(Saved entries)
__________________________________________________

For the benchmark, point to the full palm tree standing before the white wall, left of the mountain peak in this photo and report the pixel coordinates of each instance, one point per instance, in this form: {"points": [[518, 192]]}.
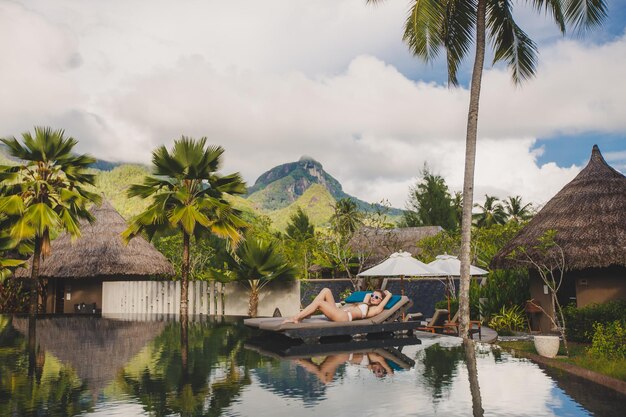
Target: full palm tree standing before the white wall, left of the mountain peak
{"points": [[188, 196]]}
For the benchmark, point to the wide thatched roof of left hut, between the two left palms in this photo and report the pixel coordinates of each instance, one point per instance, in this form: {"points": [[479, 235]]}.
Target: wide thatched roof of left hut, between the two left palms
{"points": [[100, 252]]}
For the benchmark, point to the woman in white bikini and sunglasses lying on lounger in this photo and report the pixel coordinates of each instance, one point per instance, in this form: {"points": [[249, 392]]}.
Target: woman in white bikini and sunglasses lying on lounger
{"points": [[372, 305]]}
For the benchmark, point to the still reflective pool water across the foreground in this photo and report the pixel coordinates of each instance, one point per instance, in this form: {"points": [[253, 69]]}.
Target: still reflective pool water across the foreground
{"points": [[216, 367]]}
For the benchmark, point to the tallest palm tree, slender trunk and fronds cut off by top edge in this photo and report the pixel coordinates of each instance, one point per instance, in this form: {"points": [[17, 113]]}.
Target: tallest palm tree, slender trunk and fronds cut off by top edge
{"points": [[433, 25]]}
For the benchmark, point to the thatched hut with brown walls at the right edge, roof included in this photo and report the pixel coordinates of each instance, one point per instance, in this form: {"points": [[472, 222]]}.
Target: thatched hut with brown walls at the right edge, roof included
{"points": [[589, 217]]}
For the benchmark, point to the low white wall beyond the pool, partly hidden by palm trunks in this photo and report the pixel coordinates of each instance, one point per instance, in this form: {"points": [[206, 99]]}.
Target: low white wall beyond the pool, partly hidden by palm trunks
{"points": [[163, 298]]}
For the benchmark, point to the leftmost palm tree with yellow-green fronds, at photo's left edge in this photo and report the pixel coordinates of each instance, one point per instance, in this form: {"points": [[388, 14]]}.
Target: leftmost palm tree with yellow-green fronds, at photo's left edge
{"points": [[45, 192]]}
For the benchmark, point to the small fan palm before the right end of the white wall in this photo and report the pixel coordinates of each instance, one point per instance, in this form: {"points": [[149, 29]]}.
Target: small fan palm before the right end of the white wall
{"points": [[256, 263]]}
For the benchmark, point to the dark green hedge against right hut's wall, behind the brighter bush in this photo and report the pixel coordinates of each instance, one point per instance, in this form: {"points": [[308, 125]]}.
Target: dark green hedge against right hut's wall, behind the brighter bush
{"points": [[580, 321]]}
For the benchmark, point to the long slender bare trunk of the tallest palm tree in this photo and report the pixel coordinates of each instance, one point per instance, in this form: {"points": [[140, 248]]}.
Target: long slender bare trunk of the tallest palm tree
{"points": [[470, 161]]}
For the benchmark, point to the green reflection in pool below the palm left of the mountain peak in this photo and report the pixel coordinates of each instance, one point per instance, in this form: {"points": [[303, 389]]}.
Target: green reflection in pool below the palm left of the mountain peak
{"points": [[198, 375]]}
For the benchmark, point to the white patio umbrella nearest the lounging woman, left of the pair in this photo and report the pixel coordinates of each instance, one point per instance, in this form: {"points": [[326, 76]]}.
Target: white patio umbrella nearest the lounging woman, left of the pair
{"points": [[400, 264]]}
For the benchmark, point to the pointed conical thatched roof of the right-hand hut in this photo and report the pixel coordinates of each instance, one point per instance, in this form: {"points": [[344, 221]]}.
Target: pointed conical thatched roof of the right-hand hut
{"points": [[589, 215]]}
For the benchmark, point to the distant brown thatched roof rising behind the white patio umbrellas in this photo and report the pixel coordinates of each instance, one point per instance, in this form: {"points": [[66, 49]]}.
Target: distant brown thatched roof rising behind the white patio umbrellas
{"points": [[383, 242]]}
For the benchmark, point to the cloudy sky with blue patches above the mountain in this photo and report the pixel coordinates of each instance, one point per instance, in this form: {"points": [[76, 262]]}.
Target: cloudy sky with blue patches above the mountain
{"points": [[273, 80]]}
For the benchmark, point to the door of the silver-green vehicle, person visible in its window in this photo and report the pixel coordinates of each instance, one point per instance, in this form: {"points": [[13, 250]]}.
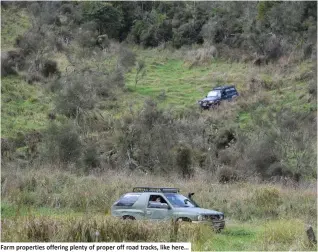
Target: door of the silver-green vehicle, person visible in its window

__________________________________________________

Go through the records above, find every line with the word "person", and list those lines.

**TASK RESPONSE:**
For the benchmark, point to the door of the silver-green vehicle, person visible in its window in this photo and report the pixel coordinates of each instance, one point per instance, in this form: {"points": [[13, 250]]}.
Target: door of the silver-green vehicle, person visible in its window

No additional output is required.